*Questions*.
1 – Set down the part of the passage on national treatment between "If a state applies" and "goods is prohibited.", inclusive.
2 – Using the passage on national treatment, say whether each statement agrees with it. Answer yes or no, and quote the words that decide it.
(a) Under Article 3 of the Tax Code of the Russian Federation, import customs duties are excluded from the ban on tax rates that differ by the goods' country of origin.
(b) The text dates the World Trade Organization's Agreement on Technical Barriers to Trade to 1995.
(c) Within the Eurasian Economic Union, these issues are regulated by the Treaty on the Eurasian Economic Union.
3 – Answer these questions from the passage on national treatment:
(a) Which article of the Law on Foreign Trade Activity sets out the principle of national treatment?
(b) Differentiated payments related to transportation may be based exclusively on what?
(c) What other name does the text give in parentheses for the Codex Alimentarius?

*Text for analysis*.
┏━━

If a state applies regulatory measures while differentiating between domestic and foreign goods (e.g., by exempting a portion of domestic goods from regulatory impact), this constitutes a violation of national treatment, as the measures applied are not neutral regarding the state of origin of the goods.[2]
Article 29 of the Law on Foreign Trade Activity establishes the principle of national treatment regarding foreign trade in goods and services, the content of which is as follows:
- Pursuant to Article 3 of the Tax Code of the Russian Federation, the establishment of differentiated tax rates and charges (except for import customs duties) based on the country of origin of goods is prohibited.
- Goods originating from a foreign state or groups of foreign states are granted treatment no less favorable than the treatment granted to like goods of Russian origin or directly competitive goods of Russian origin regarding their sale, offering for sale, purchase, transportation, distribution, or use on the internal market of the Russian Federation. However, this provision does not prevent the application of differentiated payments related to transportation based exclusively on the cost of operating the vehicles rather than the origin of the goods.
- Goods originating from a foreign state or groups of foreign states that do not have international treaties with the Russian Federation on granting treatment to goods of Russian origin in accordance with the legislation of the Russian Federation may be subject to a different regulatory regime.
- Technical, pharmacological, sanitary, veterinary, phytosanitary, and environmental requirements, as well as mandatory conformity assessment requirements, apply to goods originating from a foreign state in the same manner they apply to like goods of Russian origin.
The application of technical, pharmacological, sanitary, veterinary, phytosanitary, and environmental requirements, alongside mandatory conformity assessment requirements, is currently addressed at the level of universal and regional international agreements. Universal agreements include the World Trade Organization's Agreement on Technical Barriers to Trade (1994) and the Agreement on the Application of Sanitary and Phytosanitary Measures (1994), as well as documents from international organizations, including the Codex Alimentarius (Food Code). This code was adopted by the International Commission of the Food and Agriculture Organization of the United Nations and the World Health Organization for the implementation of standard codes and rules for food products (the "Codex Alimentarius Commission"). [3] Within the Eurasian Economic Union (the "EAEU"), these issues are regulated by the Treaty on the Eurasian Economic Union (the "EAEU Treaty").
National Treatment Regarding Technical Regulation
Technical regulation within the EAEU territory includes:
- Developing and adopting mandatory technical regulations for all member states;
- Developing and adopting unified rules for conducting technical regulation work;
- Harmonizing standards and applying unified forms and rules for conformity assessment;
- Harmonizing conformity assessment procedures and developing and applying comparable testing methods (control and measurements).

┗━━

*Stored data*.

┏━━

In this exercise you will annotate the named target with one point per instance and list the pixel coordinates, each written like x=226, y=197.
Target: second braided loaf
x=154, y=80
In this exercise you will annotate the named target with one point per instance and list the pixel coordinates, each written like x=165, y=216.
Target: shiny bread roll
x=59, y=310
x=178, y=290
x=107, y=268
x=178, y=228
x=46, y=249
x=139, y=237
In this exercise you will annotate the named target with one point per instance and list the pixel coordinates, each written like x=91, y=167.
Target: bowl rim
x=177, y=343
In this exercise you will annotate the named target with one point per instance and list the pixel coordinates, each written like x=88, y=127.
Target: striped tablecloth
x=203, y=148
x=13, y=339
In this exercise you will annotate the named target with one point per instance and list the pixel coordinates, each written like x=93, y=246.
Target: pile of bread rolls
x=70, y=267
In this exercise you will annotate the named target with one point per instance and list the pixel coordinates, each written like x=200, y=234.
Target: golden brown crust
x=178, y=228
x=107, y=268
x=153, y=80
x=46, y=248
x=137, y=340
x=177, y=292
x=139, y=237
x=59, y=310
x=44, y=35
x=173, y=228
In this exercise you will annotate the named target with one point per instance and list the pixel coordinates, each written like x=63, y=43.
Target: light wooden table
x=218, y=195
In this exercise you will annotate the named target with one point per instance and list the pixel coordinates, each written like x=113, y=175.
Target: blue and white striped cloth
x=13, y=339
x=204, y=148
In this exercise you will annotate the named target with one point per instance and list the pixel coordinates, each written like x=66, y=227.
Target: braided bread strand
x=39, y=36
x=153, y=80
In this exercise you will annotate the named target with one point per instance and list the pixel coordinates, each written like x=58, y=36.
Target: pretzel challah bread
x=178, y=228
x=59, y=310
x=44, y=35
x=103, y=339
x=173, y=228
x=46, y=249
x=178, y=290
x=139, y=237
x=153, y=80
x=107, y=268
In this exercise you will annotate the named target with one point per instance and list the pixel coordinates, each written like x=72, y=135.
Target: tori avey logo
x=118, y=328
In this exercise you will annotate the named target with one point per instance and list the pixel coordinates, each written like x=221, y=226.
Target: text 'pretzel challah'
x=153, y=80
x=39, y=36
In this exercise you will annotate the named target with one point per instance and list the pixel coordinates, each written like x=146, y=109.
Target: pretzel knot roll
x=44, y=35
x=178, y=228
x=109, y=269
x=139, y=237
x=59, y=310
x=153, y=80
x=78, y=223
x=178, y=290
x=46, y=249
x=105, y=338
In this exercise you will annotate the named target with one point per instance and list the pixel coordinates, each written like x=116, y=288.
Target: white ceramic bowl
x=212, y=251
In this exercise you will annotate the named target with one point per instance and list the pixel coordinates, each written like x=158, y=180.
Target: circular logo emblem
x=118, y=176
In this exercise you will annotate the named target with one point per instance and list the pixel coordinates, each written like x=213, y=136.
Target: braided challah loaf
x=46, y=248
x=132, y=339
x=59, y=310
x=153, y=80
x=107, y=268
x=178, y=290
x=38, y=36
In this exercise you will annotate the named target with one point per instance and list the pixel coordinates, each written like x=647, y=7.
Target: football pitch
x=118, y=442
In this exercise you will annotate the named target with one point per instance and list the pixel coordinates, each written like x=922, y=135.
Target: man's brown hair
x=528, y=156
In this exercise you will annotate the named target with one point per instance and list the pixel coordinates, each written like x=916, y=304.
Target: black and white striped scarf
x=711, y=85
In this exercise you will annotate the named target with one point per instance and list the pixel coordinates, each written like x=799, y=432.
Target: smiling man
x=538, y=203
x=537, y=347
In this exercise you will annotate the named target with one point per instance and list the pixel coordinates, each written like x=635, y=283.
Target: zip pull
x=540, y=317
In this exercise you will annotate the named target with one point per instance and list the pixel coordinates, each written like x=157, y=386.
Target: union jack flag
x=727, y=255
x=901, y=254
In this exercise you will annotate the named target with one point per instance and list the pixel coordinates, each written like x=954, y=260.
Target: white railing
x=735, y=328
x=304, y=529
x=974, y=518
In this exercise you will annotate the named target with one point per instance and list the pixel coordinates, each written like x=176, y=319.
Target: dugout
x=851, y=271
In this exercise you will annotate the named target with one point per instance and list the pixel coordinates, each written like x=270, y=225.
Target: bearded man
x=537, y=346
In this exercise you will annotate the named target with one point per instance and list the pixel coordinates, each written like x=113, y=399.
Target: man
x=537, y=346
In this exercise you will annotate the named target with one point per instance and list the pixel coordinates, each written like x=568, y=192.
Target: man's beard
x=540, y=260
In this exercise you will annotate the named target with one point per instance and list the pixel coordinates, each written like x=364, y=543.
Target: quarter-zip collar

┗━━

*Solution set*.
1 –
If a state applies regulatory measures while differentiating between domestic and foreign goods (e.g., by exempting a portion of domestic goods from regulatory impact), this constitutes a violation of national treatment, as the measures applied are not neutral regarding the state of origin of the goods.[2]
Article 29 of the Law on Foreign Trade Activity establishes the principle of national treatment regarding foreign trade in goods and services, the content of which is as follows:
- Pursuant to Article 3 of the Tax Code of the Russian Federation, the establishment of differentiated tax rates and charges (except for import customs duties) based on the country of origin of goods is prohibited.

2 –
(a) Yes: "the establishment of differentiated tax rates and charges (except for import customs duties) based on the country of origin of goods is prohibited."
(b) No: "the World Trade Organization's Agreement on Technical Barriers to Trade (1994)"
(c) Yes: "Within the Eurasian Economic Union (the "EAEU"), these issues are regulated by the Treaty on the Eurasian Economic Union (the "EAEU Treaty")."

3 –
(a) Article 29.
(b) The cost of operating the vehicles.
(c) Food Code.